(PASSAGE PROVIDED)

I myself would only use 1.5Fgin longer barrel lengths, like I use 1Fg in my 60” barreled 75-caliber club butt. If I used 2Fg I would get a crud ring about a foot down from the muzzle.

Turkey hunters should be aware you can often get much TIGHTER shot patterns with the coarser powder, as it is a softer start to the combustion.
 
Love OE 1.5fg in 45-70 500 grs paper patched loads in my Pedersoli RB replica! Tight extreme velocity spreads, great accuracy. 1.5 Fg is best with heavies in 45 cal in my experience. Have found 2Ffg delivers better with a tradition 400 grs bullet, especially with slightly harder alloys.
 
I use it in similar fashion in 45 and 50 caliber muzzle loading rifles but only with heavy for caliber bullets and longer barrels. The Rigby and Gibbs rifles and the like.
 
Well, 1.5 is turning out to be my Jeager's favorite, and it has a relatively short barrel. (30-32" I forget) (Colerain) But it is of large caliber. I've been shooting 1fg in my Bess for years now, (swiss) with no substantial increase in fouling, compared to Swiss 2fg which is what I used in it the first year or so I had it. My main attraction to 1.5 and 1fg in the Bess and the Jeager is that it packs up against the touchhole nice and tight. I can just look and see the main charge. Don't have to pick at nothing. I think, believe, and just my opinion is that gives the fastest ignition time, although the Jeager is so fast it's hard to perceive, most of the time, that there is any lag at all. I mean, I touch the set-trigger and it goes off, just like a .30-06. I shot the Jeager a bit yesterday, and I was just slightly aware of the cock striking the frizzen once or twice, (or more correctly "hammer") but that is unusual. Normally, touch the trigger and there is an instant (seemingly) bang.

Bessie is "pretty fast", but I can feel or am aware of the frizzen flying forward before the bang. But again, she seems to fire fastest with 1fg packed up tight against the touch hole. And of course, being individuals, Bess likes a generous helping of prime, the Jeager just a small amount.
 
That might be myth. ?
As late as the Civil War part a prospective soldier was examined by the regimental surgeon who checked that he had two front teeth, on upper, one lower with which he could bite open his cartridge. The bullet was held by the teeth until it was spat down the barrel.

The other "bite" the bullet was part of surgery. If a stick wasn't available, a soldier was given a bullet to bite on. The Civil War Museum of Medicine in Frederick, MD has examples on display (when I visited over a decade ago).
 
As late as the Civil War part a prospective soldier was examined by the regimental surgeon who checked that he had two front teeth, on upper, one lower with which he could bite open his cartridge. The bullet was held by the teeth until it was spat down the barrel.
Are you sure? I believe the paper end of the cartridge was bitten off, the powder poured in, and then either the bullet, paper and all was rammed down the barrel, depending on the type of cartridge, or the bullet was squeezed out of the paper, and then put in the muzzle and rammed down.

If you watch that video by "Paper Cartridges", with the bullet or ball still in the paper it was almost impossible to spit it into the muzzle. It would not go in straight, nor go down. Plus, biting the bullet off the cartridge resulted in something like 24-30% of the powder being spilt. But, I ain't no expert on this. !!!
 
Checked with von Steuben and Hardee on loading and it says noting about bite'n the boolit so you're right Ugly Source.
 
Not relevant to you muzzle loaders but my 74 Shiloh Sharps 50 2-1/2" seems to prefer 1.5 Swiss and OE over FFg. Clean up is easier and it shoots better, at least as well as my aging eyesight can see.

(End PASSAGE PROVIDED)
(SUPPLIED MATERIAL)

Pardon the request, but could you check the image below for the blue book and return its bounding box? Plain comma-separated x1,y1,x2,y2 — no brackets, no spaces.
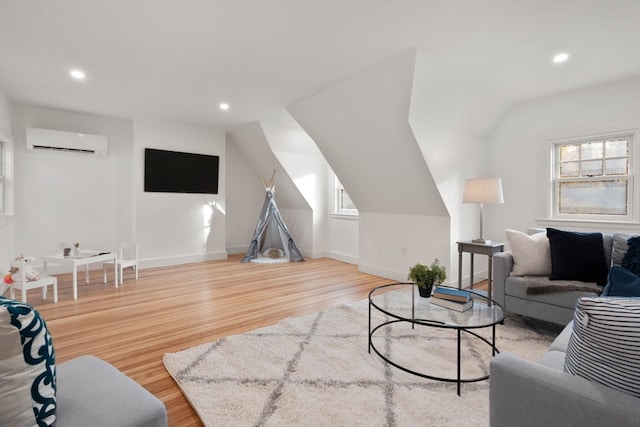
433,286,471,302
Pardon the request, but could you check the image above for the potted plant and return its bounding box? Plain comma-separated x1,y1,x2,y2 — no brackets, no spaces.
407,258,447,298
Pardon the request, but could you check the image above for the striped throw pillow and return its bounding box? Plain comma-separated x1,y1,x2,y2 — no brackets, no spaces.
564,297,640,397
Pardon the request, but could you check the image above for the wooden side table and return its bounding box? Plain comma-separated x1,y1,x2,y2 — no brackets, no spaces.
456,240,504,301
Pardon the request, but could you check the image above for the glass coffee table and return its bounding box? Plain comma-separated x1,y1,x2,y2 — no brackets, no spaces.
369,283,505,396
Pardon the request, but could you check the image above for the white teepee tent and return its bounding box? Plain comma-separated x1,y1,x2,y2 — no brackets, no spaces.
242,170,304,262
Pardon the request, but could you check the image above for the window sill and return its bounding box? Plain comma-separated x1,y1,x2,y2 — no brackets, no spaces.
535,218,640,231
329,213,359,221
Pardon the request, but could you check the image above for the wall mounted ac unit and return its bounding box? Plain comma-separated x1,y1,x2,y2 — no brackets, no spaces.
27,128,109,156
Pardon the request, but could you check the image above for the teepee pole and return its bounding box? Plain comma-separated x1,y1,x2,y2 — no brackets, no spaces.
269,169,276,191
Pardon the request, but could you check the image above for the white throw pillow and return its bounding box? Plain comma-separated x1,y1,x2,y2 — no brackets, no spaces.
504,229,551,276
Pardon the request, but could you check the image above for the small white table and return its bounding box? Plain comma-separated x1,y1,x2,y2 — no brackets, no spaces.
42,250,118,299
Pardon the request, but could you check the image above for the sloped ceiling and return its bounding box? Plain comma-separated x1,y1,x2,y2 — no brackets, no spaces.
227,123,310,210
289,50,448,216
0,0,640,132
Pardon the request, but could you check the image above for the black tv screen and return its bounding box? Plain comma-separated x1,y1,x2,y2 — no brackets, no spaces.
144,148,220,194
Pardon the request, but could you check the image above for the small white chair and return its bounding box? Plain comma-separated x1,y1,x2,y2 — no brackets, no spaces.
10,258,58,303
102,243,138,285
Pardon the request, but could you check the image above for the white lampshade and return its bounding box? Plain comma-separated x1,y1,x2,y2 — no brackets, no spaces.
462,178,504,203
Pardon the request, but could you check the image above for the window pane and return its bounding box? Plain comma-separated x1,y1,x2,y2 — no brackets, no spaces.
560,162,580,178
604,159,629,175
559,180,628,215
560,145,580,162
580,142,603,160
605,138,629,157
340,188,356,210
582,160,602,176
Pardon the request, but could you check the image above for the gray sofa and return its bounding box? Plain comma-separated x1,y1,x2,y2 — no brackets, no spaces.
54,356,168,427
492,233,616,325
489,323,640,427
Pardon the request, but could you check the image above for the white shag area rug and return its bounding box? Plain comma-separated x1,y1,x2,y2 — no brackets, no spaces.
164,291,560,427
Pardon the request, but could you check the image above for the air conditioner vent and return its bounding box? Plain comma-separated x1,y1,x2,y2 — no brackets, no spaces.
27,128,109,156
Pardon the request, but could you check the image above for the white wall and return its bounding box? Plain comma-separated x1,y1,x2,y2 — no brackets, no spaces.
261,122,329,258
485,76,640,241
409,50,507,284
227,122,314,256
225,140,265,254
133,120,227,266
0,90,15,295
13,106,133,265
288,51,450,280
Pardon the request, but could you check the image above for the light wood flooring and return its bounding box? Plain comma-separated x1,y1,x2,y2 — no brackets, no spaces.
20,255,398,427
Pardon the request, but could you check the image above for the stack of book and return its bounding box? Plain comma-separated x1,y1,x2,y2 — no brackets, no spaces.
429,286,473,311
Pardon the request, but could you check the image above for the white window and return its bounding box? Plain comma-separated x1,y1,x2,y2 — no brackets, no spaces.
552,133,637,221
335,177,358,215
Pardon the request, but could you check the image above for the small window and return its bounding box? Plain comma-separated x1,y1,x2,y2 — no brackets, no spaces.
552,134,635,221
335,177,358,215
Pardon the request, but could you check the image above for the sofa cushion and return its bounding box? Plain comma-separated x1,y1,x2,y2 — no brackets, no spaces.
57,356,168,427
504,229,551,276
602,266,640,297
0,309,35,426
547,228,608,286
620,236,640,276
564,297,640,397
0,297,56,426
505,276,600,310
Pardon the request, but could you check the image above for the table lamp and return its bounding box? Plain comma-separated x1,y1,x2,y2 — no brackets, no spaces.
462,178,504,244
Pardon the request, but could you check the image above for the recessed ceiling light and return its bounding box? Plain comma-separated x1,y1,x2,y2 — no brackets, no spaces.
553,52,569,64
69,70,85,80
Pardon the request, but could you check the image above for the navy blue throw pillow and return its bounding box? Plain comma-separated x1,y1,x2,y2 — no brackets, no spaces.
602,266,640,297
620,237,640,276
547,228,608,286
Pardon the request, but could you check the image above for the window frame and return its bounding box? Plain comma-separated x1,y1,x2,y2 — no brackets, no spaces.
549,130,640,223
333,176,359,216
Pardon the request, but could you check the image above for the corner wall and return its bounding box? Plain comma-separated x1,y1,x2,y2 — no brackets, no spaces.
0,90,16,295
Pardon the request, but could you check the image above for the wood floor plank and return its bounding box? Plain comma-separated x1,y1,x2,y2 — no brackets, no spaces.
21,255,390,427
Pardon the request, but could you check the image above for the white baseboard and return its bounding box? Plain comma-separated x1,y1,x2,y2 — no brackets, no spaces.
358,264,407,282
226,245,249,255
324,251,358,265
138,251,228,270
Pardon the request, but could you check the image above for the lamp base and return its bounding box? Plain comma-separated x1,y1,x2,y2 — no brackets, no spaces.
472,239,491,245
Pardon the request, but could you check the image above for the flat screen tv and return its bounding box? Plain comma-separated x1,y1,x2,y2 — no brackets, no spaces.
144,148,220,194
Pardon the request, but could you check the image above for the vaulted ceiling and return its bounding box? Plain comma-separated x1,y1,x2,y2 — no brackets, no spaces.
0,0,640,131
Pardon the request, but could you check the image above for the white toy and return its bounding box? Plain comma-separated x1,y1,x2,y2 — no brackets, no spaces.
10,256,40,282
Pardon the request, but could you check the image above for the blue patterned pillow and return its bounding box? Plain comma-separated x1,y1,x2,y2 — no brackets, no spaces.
564,297,640,397
620,237,640,276
0,297,56,426
601,265,640,297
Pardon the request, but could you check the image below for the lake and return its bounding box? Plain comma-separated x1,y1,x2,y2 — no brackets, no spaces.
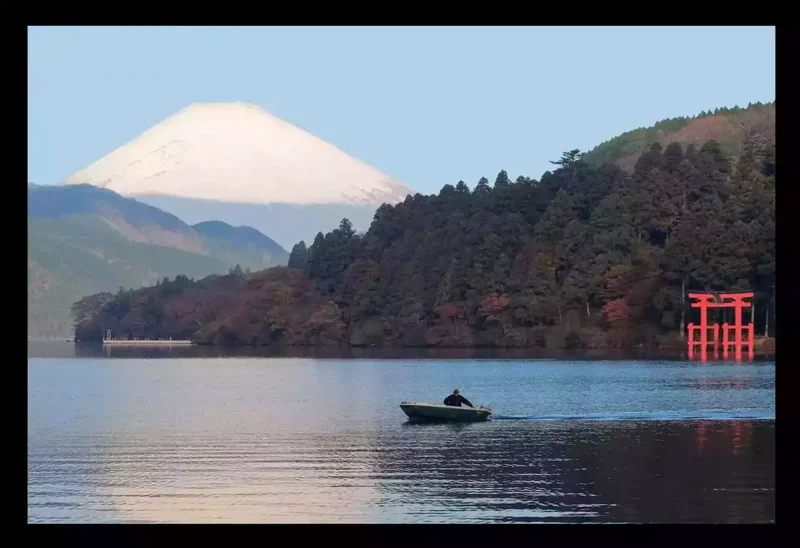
28,343,775,523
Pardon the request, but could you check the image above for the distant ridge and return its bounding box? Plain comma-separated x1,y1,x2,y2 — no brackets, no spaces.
28,184,289,338
583,101,775,172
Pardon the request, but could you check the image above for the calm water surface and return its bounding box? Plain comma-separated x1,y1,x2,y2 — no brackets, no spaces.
28,346,775,523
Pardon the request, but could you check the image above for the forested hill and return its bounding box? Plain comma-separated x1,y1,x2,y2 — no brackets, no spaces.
584,101,775,172
75,133,775,347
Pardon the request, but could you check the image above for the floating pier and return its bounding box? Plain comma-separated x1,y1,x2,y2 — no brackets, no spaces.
103,339,193,346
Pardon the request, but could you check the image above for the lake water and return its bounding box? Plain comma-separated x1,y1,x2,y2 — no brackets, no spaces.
28,345,775,523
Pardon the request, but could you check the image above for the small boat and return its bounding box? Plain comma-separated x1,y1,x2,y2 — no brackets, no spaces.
400,401,492,422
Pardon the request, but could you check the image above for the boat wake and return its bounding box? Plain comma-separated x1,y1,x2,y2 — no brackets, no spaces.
492,413,775,421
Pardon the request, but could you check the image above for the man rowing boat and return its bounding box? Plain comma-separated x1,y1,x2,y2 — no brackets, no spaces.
444,388,475,407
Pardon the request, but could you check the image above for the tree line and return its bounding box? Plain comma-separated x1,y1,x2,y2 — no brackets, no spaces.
74,134,775,347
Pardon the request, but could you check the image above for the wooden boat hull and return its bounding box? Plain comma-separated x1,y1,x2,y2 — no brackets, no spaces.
400,402,492,422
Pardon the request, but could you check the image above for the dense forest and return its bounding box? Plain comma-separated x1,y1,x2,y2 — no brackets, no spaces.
73,132,775,348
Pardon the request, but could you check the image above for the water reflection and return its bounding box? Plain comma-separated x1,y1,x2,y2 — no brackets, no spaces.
28,359,775,523
28,341,774,366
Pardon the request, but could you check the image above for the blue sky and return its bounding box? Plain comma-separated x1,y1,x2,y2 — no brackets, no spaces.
28,27,775,193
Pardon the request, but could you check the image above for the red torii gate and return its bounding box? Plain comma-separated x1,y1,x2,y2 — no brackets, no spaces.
688,292,755,360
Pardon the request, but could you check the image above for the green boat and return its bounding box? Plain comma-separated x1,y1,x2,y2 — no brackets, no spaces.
400,401,492,422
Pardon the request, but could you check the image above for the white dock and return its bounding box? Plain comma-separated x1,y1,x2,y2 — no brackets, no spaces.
103,339,193,346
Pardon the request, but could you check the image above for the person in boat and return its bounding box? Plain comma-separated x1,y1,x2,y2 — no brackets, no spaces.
444,388,475,407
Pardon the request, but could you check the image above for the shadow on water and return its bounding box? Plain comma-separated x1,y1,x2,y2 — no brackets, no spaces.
28,341,774,364
374,420,775,523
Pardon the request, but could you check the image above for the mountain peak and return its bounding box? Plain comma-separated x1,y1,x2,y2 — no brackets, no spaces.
65,102,414,205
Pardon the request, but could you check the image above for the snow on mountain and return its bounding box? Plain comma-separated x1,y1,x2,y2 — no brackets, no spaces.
64,103,414,207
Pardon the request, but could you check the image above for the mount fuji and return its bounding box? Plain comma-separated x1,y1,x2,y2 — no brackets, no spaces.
62,103,415,249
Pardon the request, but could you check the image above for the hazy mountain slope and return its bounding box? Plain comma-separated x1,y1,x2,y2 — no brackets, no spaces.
28,185,288,338
584,101,775,172
192,221,286,255
143,196,378,249
59,103,415,247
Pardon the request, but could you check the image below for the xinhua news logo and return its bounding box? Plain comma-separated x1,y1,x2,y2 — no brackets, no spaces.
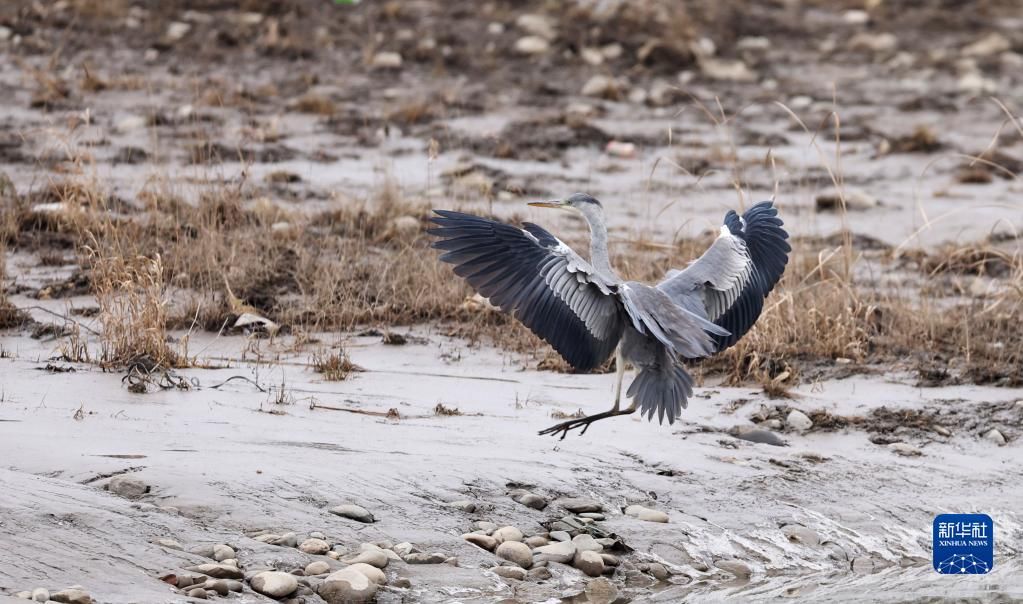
933,514,994,574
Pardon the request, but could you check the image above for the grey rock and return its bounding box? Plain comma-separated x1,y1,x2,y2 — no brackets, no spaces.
534,542,575,564
403,552,448,564
572,533,604,554
316,568,376,604
152,536,184,550
731,428,789,446
491,566,526,580
203,578,231,596
714,558,753,578
391,542,419,558
524,534,550,548
450,499,476,514
573,550,604,576
213,544,237,562
558,498,604,514
50,588,92,604
249,570,299,598
782,524,820,546
330,504,374,524
473,520,497,534
585,576,618,604
490,526,523,544
550,530,572,542
106,476,150,500
461,532,497,552
647,562,671,580
185,564,246,579
299,537,330,556
268,532,299,548
349,562,387,586
984,428,1006,446
625,505,668,522
344,549,388,568
785,408,813,432
496,542,533,569
508,488,547,510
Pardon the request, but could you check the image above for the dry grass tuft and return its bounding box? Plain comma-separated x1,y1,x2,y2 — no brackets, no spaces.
310,349,362,382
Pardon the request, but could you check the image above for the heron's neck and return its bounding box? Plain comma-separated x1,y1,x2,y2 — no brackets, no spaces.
580,206,621,283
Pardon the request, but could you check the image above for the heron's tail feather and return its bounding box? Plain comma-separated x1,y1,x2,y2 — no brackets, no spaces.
627,363,693,424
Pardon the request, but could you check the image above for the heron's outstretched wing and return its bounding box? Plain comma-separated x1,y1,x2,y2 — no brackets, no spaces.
430,210,624,371
657,202,792,351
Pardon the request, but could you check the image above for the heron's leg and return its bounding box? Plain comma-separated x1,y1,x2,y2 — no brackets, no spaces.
540,349,636,440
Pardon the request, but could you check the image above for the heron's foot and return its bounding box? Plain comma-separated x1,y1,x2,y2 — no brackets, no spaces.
540,408,630,440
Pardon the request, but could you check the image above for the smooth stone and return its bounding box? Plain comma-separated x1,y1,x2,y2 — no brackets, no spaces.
153,536,184,550
404,552,448,564
558,498,604,514
450,499,476,514
782,524,820,546
888,442,924,458
550,530,572,542
50,588,92,604
370,52,401,70
203,578,231,596
984,428,1006,446
316,568,376,604
270,532,299,548
534,542,575,564
573,550,604,576
185,564,246,579
490,526,523,544
213,544,237,562
491,566,527,580
299,537,330,556
343,550,389,568
572,533,604,554
473,520,497,534
524,534,550,548
585,576,618,604
349,562,387,586
647,562,671,580
391,576,412,590
461,532,497,552
330,504,374,524
625,505,668,522
508,488,547,510
249,570,299,598
714,558,753,578
105,476,149,501
785,408,813,432
496,542,533,569
515,36,550,54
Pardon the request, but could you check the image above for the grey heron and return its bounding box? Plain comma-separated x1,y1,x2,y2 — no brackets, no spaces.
430,193,792,439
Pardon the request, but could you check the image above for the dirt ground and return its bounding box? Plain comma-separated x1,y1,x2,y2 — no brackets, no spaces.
0,0,1023,603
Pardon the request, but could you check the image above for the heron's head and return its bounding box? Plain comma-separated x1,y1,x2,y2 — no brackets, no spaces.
529,192,603,213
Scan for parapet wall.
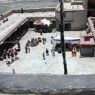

(End SUPPLIED MATERIAL)

● **WHAT TO DO**
1. In the black powder discussion, what does the first poster get when using 2Fg in the 60” barreled 75-caliber club butt?
2. Copy the black powder discussion word for word, everything from "Checked with von" down to "eyesight can see.".
3. Using the black powder discussion, say whether each statement agrees with it, and quote the words that decide it. (a) The poster with the Pedersoli RB replica found 2Ffg works better with a traditional 400-grain bullet. (b) The Civil War Museum of Medicine is in Richmond. (c) The 74 Shiloh Sharps seems to do better with FFg than with 1.5 Swiss.

● **WRITTEN RESPONSES**
1. A crud ring about a foot down from the muzzle.

2.
Checked with von Steuben and Hardee on loading and it says noting about bite'n the boolit so you're right Ugly Source.
 
Not relevant to you muzzle loaders but my 74 Shiloh Sharps 50 2-1/2" seems to prefer 1.5 Swiss and OE over FFg. Clean up is easier and it shoots better, at least as well as my aging eyesight can see.

3.
(a) Yes: "Have found 2Ffg delivers better with a tradition 400 grs bullet"
(b) No: "The Civil War Museum of Medicine in Frederick, MD has examples on display"
(c) No: "seems to prefer 1.5 Swiss and OE over FFg"